Work instructions. Only those lines from the one with "Phrase: railing" through the last line of the material belong in the answer, each repeated exactly.

Task data.
_ _ _ _ _

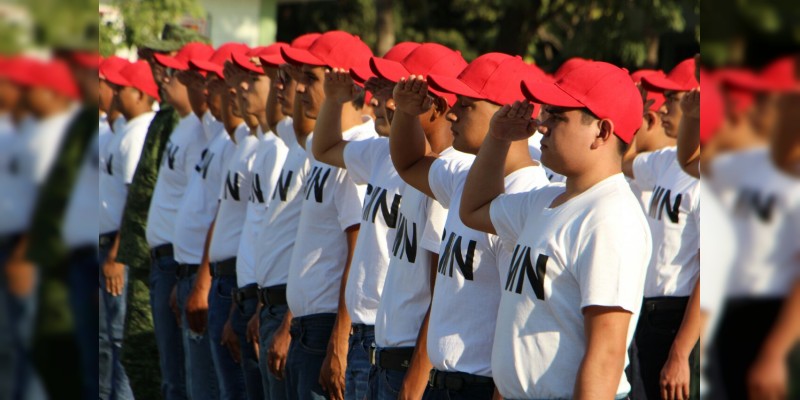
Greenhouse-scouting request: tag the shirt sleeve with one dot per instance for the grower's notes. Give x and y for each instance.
(611, 261)
(359, 158)
(434, 227)
(348, 198)
(646, 167)
(508, 212)
(443, 178)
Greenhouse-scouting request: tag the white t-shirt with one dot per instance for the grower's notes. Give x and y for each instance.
(331, 204)
(761, 199)
(674, 217)
(369, 163)
(588, 251)
(407, 293)
(234, 194)
(269, 156)
(282, 218)
(117, 165)
(181, 155)
(467, 290)
(201, 200)
(80, 218)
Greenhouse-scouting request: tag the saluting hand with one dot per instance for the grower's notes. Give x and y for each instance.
(411, 95)
(513, 122)
(339, 86)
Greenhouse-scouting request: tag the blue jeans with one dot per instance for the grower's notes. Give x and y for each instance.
(201, 379)
(113, 380)
(310, 337)
(249, 364)
(84, 303)
(384, 384)
(358, 365)
(167, 331)
(229, 373)
(271, 319)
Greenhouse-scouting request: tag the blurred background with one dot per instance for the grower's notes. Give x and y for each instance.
(634, 34)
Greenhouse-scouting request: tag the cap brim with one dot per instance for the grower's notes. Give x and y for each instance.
(548, 93)
(662, 83)
(272, 60)
(300, 57)
(170, 62)
(361, 75)
(388, 69)
(208, 66)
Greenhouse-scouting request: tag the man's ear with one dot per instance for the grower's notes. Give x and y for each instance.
(604, 134)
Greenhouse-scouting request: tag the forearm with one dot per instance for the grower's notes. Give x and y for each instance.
(689, 145)
(328, 134)
(484, 183)
(689, 331)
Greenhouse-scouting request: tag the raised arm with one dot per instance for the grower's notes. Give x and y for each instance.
(328, 144)
(411, 153)
(689, 134)
(485, 179)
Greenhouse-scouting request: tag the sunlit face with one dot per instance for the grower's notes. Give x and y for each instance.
(567, 140)
(671, 112)
(310, 89)
(470, 120)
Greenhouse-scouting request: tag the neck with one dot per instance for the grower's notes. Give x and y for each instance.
(350, 117)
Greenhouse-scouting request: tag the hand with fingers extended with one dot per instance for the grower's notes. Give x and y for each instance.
(513, 122)
(411, 95)
(690, 104)
(114, 273)
(197, 310)
(231, 342)
(380, 88)
(252, 332)
(331, 376)
(339, 86)
(278, 351)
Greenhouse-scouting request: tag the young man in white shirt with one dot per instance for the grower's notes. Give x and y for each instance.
(196, 214)
(182, 153)
(135, 91)
(368, 162)
(329, 220)
(573, 287)
(467, 289)
(665, 359)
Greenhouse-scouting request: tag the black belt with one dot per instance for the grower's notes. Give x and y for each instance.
(397, 359)
(356, 329)
(652, 304)
(246, 293)
(107, 239)
(165, 250)
(273, 295)
(224, 268)
(186, 270)
(456, 381)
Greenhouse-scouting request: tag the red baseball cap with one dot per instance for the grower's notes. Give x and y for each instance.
(681, 78)
(137, 75)
(301, 42)
(569, 65)
(335, 49)
(656, 97)
(605, 89)
(396, 53)
(493, 77)
(779, 75)
(216, 62)
(712, 109)
(190, 51)
(112, 63)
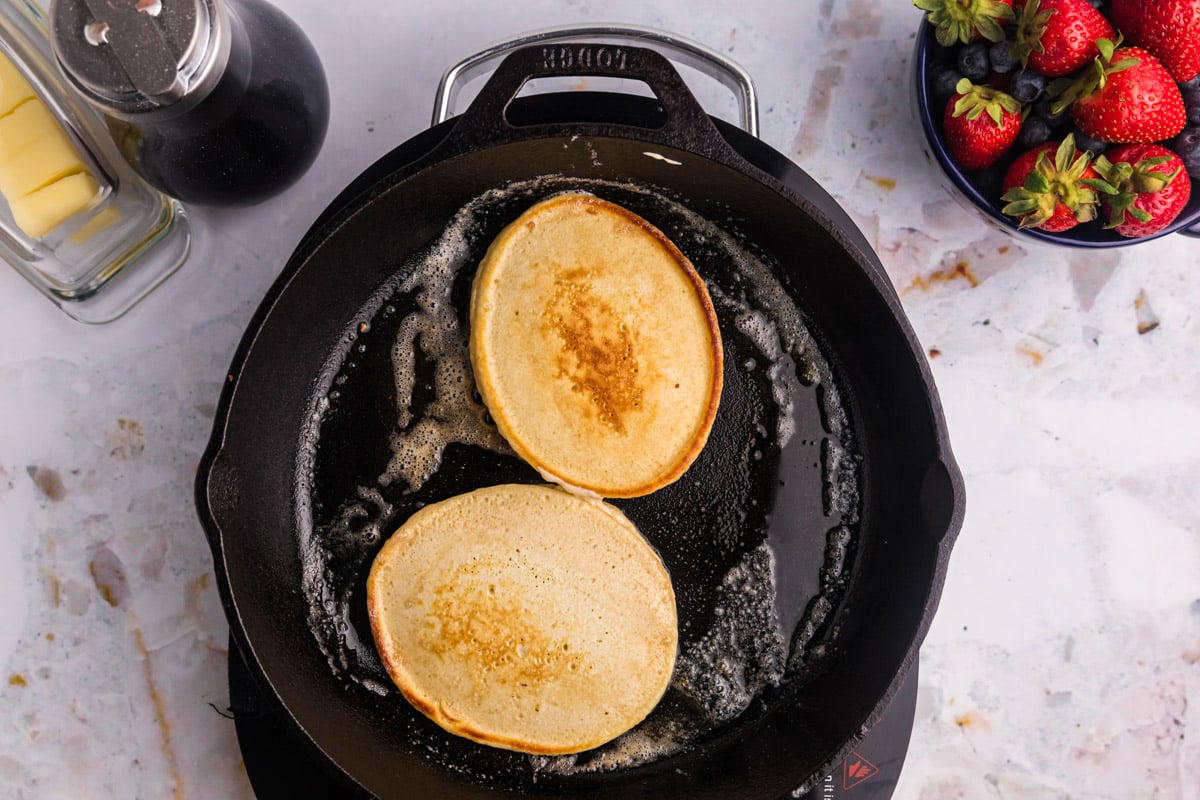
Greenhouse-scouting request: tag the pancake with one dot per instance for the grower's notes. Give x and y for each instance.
(526, 618)
(595, 347)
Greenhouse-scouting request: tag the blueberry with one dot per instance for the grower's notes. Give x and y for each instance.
(973, 61)
(1001, 58)
(942, 80)
(1026, 85)
(1042, 109)
(1033, 132)
(989, 181)
(1084, 142)
(1187, 146)
(1192, 103)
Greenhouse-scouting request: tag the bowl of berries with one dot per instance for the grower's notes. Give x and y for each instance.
(1073, 121)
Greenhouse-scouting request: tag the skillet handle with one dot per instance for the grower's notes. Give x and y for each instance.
(688, 126)
(712, 62)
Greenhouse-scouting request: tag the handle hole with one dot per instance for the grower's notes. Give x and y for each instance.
(586, 98)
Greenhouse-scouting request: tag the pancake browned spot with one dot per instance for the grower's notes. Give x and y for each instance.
(595, 347)
(504, 615)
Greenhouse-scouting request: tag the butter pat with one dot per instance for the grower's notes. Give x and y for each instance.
(42, 174)
(35, 152)
(46, 209)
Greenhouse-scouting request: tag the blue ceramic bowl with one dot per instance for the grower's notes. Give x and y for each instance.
(1092, 234)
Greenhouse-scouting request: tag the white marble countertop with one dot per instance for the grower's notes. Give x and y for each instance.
(1065, 661)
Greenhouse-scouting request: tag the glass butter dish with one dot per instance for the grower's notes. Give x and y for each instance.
(76, 221)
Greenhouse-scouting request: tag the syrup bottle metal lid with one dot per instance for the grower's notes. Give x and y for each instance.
(142, 59)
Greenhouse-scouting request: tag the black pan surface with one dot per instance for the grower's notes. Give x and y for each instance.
(808, 543)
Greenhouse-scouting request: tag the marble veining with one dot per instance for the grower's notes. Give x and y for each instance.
(1065, 661)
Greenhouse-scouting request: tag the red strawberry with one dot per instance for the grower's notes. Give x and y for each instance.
(1045, 187)
(1127, 97)
(965, 20)
(1170, 29)
(1059, 36)
(979, 125)
(1145, 188)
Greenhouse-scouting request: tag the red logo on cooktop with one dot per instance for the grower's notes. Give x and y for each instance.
(857, 769)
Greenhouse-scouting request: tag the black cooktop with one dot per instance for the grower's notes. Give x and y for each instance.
(281, 765)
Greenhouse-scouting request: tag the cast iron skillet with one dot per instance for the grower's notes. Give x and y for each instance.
(858, 615)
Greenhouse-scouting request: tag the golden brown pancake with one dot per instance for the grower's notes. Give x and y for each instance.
(595, 347)
(525, 617)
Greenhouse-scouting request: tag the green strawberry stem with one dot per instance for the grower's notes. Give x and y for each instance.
(1031, 24)
(1051, 182)
(1068, 90)
(957, 20)
(978, 100)
(1123, 182)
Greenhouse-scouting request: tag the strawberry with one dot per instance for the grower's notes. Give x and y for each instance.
(1170, 29)
(965, 20)
(1056, 37)
(1145, 188)
(979, 125)
(1127, 97)
(1047, 187)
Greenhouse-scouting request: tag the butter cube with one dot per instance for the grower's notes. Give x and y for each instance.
(15, 89)
(35, 152)
(46, 209)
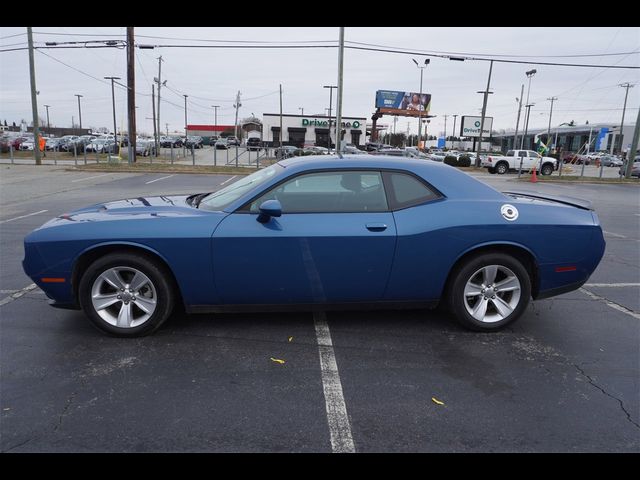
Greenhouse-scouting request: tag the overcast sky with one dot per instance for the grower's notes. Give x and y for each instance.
(213, 76)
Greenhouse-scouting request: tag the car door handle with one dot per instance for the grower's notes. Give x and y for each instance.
(376, 227)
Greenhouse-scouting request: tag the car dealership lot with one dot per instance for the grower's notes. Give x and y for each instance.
(563, 378)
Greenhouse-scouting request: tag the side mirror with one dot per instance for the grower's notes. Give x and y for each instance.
(268, 209)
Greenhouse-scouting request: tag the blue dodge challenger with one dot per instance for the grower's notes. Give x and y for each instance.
(318, 233)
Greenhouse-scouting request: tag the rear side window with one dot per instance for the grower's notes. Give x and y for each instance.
(406, 190)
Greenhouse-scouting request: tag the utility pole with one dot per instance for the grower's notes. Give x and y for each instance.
(156, 134)
(131, 93)
(159, 80)
(454, 128)
(339, 105)
(79, 109)
(48, 124)
(113, 101)
(553, 99)
(627, 86)
(634, 147)
(519, 100)
(184, 145)
(280, 135)
(526, 124)
(445, 130)
(330, 87)
(426, 62)
(34, 98)
(237, 106)
(484, 111)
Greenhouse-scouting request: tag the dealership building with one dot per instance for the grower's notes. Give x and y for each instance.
(299, 130)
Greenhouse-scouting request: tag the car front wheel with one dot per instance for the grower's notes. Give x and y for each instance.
(489, 291)
(126, 295)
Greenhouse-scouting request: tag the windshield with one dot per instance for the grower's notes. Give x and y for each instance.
(222, 198)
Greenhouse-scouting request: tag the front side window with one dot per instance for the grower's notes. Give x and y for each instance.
(407, 191)
(338, 191)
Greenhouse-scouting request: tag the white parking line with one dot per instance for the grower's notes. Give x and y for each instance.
(23, 216)
(18, 294)
(158, 179)
(89, 178)
(611, 304)
(339, 426)
(228, 180)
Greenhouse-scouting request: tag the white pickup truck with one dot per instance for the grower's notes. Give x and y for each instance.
(511, 161)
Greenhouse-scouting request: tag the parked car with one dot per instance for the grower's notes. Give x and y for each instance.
(233, 141)
(635, 169)
(194, 141)
(103, 145)
(53, 144)
(27, 144)
(375, 231)
(610, 161)
(529, 159)
(254, 143)
(145, 147)
(170, 141)
(222, 144)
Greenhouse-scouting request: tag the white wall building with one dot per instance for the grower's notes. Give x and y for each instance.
(311, 130)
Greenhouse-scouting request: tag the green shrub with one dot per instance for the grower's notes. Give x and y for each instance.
(451, 160)
(464, 161)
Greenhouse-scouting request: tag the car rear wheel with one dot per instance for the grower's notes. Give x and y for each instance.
(126, 295)
(502, 168)
(489, 291)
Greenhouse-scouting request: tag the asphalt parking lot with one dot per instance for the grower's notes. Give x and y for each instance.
(565, 377)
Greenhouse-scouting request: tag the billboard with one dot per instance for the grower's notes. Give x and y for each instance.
(470, 126)
(403, 103)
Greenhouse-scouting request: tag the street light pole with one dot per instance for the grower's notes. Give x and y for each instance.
(113, 101)
(484, 111)
(519, 100)
(48, 124)
(553, 99)
(529, 75)
(330, 87)
(426, 62)
(184, 145)
(339, 100)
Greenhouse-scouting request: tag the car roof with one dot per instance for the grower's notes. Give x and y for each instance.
(449, 180)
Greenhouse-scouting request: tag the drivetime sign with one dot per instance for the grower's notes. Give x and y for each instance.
(470, 126)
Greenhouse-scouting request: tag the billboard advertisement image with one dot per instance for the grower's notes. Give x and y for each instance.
(403, 103)
(470, 126)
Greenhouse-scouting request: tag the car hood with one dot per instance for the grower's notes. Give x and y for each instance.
(137, 208)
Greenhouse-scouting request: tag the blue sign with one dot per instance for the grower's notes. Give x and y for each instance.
(601, 135)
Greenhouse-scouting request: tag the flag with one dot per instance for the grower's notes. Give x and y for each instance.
(541, 147)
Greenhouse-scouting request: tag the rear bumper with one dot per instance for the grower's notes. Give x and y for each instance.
(559, 290)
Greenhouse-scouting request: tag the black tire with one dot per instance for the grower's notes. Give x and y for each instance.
(456, 300)
(547, 169)
(502, 168)
(157, 274)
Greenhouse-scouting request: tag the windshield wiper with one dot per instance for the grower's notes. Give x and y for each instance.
(198, 198)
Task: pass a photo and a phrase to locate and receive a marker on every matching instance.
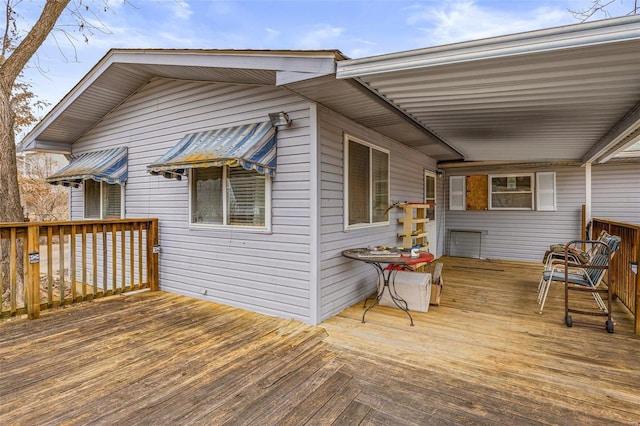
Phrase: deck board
(484, 356)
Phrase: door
(430, 197)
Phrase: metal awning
(102, 166)
(251, 146)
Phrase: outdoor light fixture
(279, 119)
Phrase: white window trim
(102, 184)
(463, 204)
(533, 191)
(345, 202)
(540, 189)
(254, 229)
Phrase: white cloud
(462, 20)
(181, 9)
(320, 37)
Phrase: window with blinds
(92, 199)
(366, 184)
(229, 196)
(102, 200)
(111, 201)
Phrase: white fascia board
(323, 63)
(35, 145)
(560, 38)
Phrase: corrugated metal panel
(525, 235)
(549, 94)
(252, 146)
(267, 273)
(108, 165)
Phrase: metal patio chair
(586, 278)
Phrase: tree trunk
(10, 68)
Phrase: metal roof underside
(310, 74)
(570, 93)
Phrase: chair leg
(599, 301)
(544, 294)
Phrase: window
(430, 193)
(366, 184)
(546, 191)
(230, 196)
(513, 192)
(102, 200)
(457, 193)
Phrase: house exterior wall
(615, 191)
(525, 235)
(343, 281)
(264, 272)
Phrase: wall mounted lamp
(279, 119)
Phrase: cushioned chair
(587, 277)
(575, 256)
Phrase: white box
(414, 287)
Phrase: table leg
(388, 281)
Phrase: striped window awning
(102, 166)
(252, 146)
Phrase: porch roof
(562, 94)
(567, 93)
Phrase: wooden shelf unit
(413, 224)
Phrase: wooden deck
(485, 356)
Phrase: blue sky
(358, 28)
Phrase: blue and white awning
(252, 146)
(102, 166)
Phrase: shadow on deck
(485, 356)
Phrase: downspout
(587, 193)
(315, 284)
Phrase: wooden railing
(50, 264)
(624, 275)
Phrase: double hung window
(366, 184)
(102, 200)
(230, 196)
(513, 192)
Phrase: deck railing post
(32, 271)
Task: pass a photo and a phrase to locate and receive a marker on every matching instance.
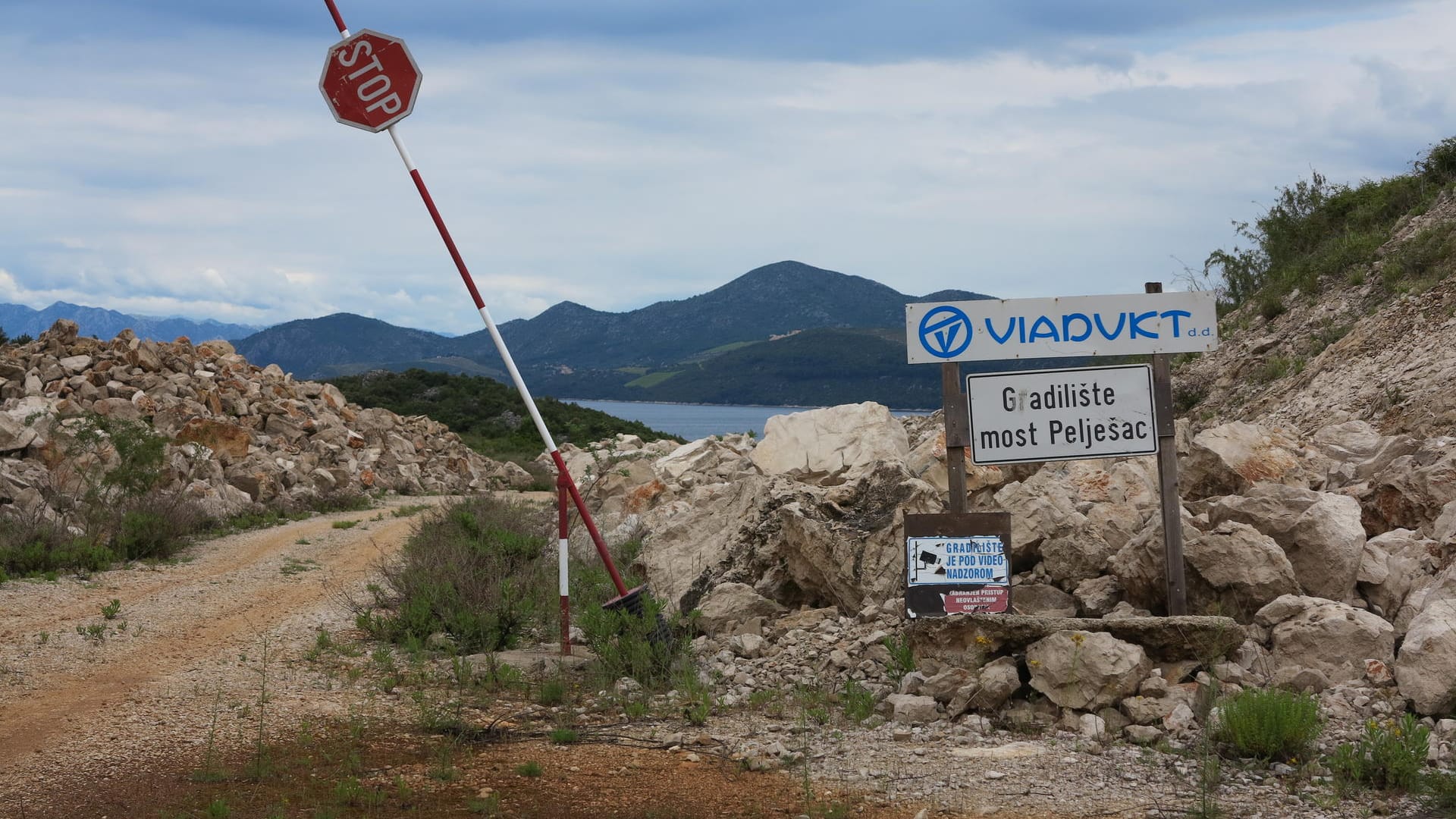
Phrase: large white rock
(842, 441)
(1229, 570)
(734, 602)
(1234, 457)
(1320, 532)
(1332, 639)
(1085, 670)
(1426, 670)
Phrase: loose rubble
(237, 433)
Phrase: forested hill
(785, 333)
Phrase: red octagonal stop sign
(370, 80)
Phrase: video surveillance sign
(957, 564)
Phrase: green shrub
(647, 648)
(1316, 229)
(1389, 755)
(1269, 723)
(475, 573)
(552, 692)
(858, 701)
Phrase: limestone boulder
(1085, 670)
(1320, 532)
(1426, 668)
(833, 444)
(704, 461)
(1234, 457)
(1075, 556)
(1326, 635)
(989, 689)
(1395, 572)
(226, 441)
(1413, 490)
(1037, 512)
(1231, 569)
(734, 602)
(1040, 599)
(1357, 450)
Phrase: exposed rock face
(836, 442)
(237, 433)
(1272, 522)
(734, 602)
(1329, 637)
(1234, 457)
(1320, 532)
(1229, 569)
(1085, 670)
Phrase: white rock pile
(237, 433)
(1331, 553)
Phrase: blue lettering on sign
(946, 333)
(940, 335)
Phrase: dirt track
(74, 707)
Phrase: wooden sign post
(1168, 479)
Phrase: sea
(696, 422)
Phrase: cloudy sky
(175, 158)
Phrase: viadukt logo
(946, 333)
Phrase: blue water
(696, 422)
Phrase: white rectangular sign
(990, 330)
(1062, 414)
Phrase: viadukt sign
(992, 330)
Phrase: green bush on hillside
(1316, 229)
(478, 573)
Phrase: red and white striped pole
(564, 482)
(563, 545)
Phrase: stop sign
(370, 80)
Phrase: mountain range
(18, 319)
(785, 333)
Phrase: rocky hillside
(1372, 343)
(237, 435)
(1320, 563)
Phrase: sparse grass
(856, 701)
(552, 692)
(476, 573)
(1389, 755)
(1318, 231)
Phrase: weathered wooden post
(1168, 479)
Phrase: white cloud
(617, 178)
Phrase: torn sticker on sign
(979, 558)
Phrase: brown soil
(121, 725)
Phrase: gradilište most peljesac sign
(993, 330)
(1063, 414)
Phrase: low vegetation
(487, 414)
(115, 509)
(1318, 231)
(1269, 723)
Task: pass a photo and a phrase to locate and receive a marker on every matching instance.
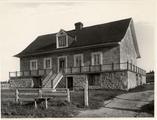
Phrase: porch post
(86, 91)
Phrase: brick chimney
(78, 26)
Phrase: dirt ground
(125, 105)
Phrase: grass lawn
(64, 109)
(96, 97)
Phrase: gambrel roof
(108, 33)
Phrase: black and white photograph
(77, 58)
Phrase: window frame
(61, 33)
(31, 67)
(82, 60)
(101, 57)
(49, 58)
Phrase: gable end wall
(127, 49)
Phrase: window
(33, 65)
(62, 41)
(94, 80)
(96, 58)
(78, 60)
(47, 63)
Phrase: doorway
(70, 83)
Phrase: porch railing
(30, 73)
(82, 69)
(105, 67)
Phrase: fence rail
(34, 94)
(105, 67)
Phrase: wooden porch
(82, 70)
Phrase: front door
(62, 63)
(70, 83)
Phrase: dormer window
(62, 39)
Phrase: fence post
(35, 104)
(9, 74)
(86, 92)
(68, 95)
(46, 103)
(17, 95)
(40, 93)
(112, 66)
(127, 65)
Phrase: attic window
(62, 39)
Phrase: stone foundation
(114, 80)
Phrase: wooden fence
(34, 94)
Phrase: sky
(22, 21)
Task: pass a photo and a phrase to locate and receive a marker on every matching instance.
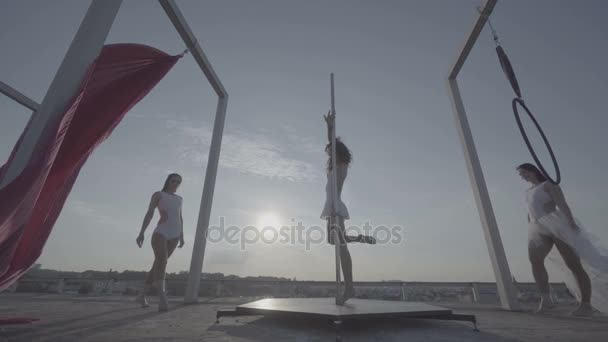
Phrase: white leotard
(170, 224)
(537, 198)
(341, 210)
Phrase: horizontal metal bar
(472, 37)
(18, 97)
(192, 44)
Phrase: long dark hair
(171, 175)
(343, 154)
(532, 168)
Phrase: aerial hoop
(507, 68)
(558, 177)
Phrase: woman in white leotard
(552, 223)
(167, 234)
(343, 159)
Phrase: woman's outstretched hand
(140, 240)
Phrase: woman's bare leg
(159, 246)
(538, 250)
(347, 264)
(582, 278)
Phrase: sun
(268, 219)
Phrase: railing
(471, 292)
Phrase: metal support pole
(498, 257)
(200, 239)
(83, 50)
(334, 221)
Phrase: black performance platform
(326, 308)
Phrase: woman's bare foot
(584, 309)
(367, 239)
(141, 300)
(163, 302)
(349, 292)
(545, 305)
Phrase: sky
(390, 60)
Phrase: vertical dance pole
(334, 192)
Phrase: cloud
(246, 152)
(90, 213)
(228, 256)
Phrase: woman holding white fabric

_ _ _ _ _

Answer area.
Phrase: railing
(471, 292)
Phrase: metal support pole
(498, 257)
(200, 239)
(83, 50)
(334, 221)
Phrase: black performance platform
(326, 308)
Phrase: woman's bare foot
(584, 309)
(367, 239)
(141, 300)
(163, 302)
(349, 292)
(545, 305)
Phrase: sky
(390, 60)
Phrase: vertical dance pole
(334, 192)
Phrase: cloud
(246, 152)
(90, 213)
(228, 256)
Phrase: woman holding white fabric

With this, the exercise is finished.